─── Records for the task ───

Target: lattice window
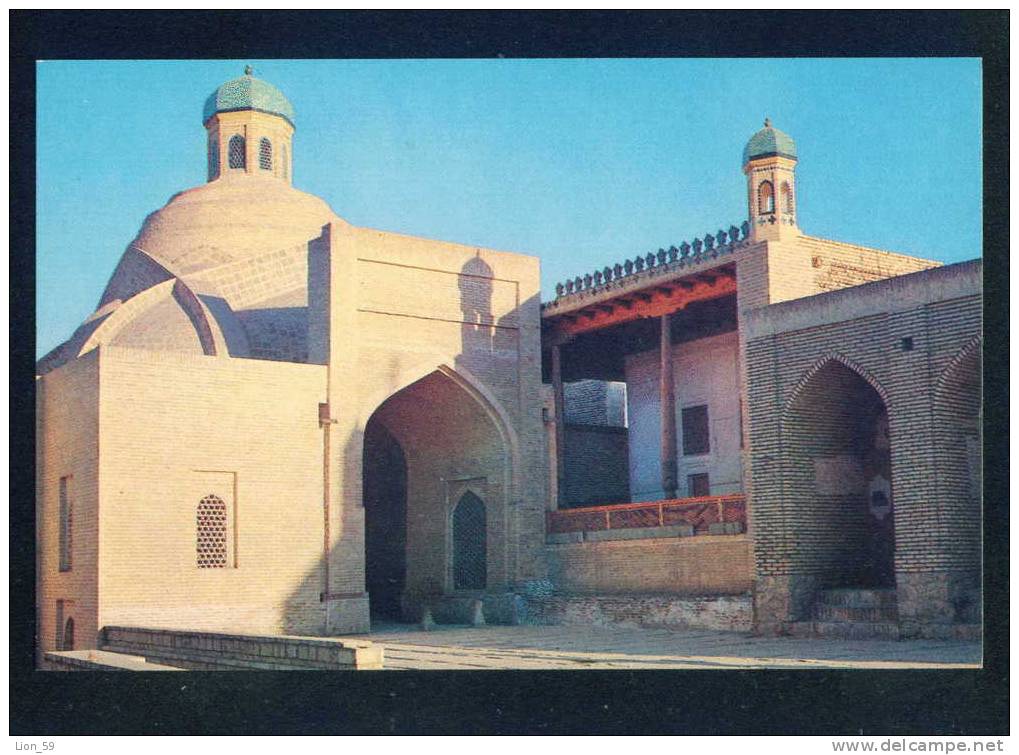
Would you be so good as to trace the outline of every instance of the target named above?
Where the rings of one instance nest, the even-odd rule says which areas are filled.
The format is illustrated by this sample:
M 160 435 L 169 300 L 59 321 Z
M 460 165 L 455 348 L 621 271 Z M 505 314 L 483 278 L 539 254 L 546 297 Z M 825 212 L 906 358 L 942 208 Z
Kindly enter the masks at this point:
M 74 511 L 71 507 L 71 478 L 60 478 L 60 571 L 71 571 L 71 543 Z
M 272 170 L 272 142 L 265 137 L 258 143 L 258 167 Z
M 64 642 L 62 650 L 74 650 L 74 619 L 68 619 L 64 624 Z
M 226 503 L 207 495 L 198 504 L 196 540 L 199 569 L 226 568 Z
M 290 178 L 290 166 L 287 164 L 287 145 L 280 145 L 280 169 L 283 171 L 283 178 Z
M 219 176 L 219 139 L 209 137 L 209 180 Z
M 457 590 L 485 589 L 487 547 L 485 504 L 473 493 L 464 493 L 453 509 L 453 586 Z
M 775 187 L 771 181 L 762 181 L 757 188 L 757 208 L 762 215 L 775 211 Z
M 227 147 L 228 159 L 230 161 L 231 168 L 240 168 L 243 170 L 247 166 L 247 157 L 244 154 L 244 150 L 244 137 L 231 136 L 230 144 Z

───

### Activity
Set down the entries shown above once more, exactly as they read, but without pictures.

### Written answer
Target: lattice window
Would you be so good as to trace the outline of every instance of the target named above?
Where the rings of one instance nest, the even-odd rule says which areas are filled.
The format is illustrated by this sample:
M 160 435 L 169 300 L 59 321 Z
M 460 165 L 455 348 L 621 271 Z M 505 314 L 483 278 L 539 254 L 546 297 Z M 825 212 L 906 358 L 942 208 Z
Kindly enter the masks at this point:
M 74 511 L 71 507 L 71 478 L 60 478 L 60 571 L 71 571 L 71 543 Z
M 272 170 L 272 142 L 265 137 L 258 143 L 258 167 Z
M 64 642 L 62 650 L 74 650 L 74 619 L 68 619 L 64 624 Z
M 226 503 L 207 495 L 198 504 L 196 540 L 199 569 L 226 568 Z
M 290 178 L 290 166 L 287 164 L 287 145 L 280 145 L 280 169 L 283 171 L 283 178 Z
M 219 176 L 219 139 L 209 137 L 209 180 Z
M 457 590 L 485 589 L 487 547 L 485 504 L 473 493 L 464 493 L 453 509 L 453 586 Z
M 775 187 L 771 181 L 762 181 L 757 188 L 757 208 L 762 215 L 775 211 Z
M 227 147 L 228 159 L 230 161 L 231 168 L 240 168 L 243 170 L 247 166 L 247 157 L 244 154 L 244 150 L 244 137 L 231 136 L 230 144 Z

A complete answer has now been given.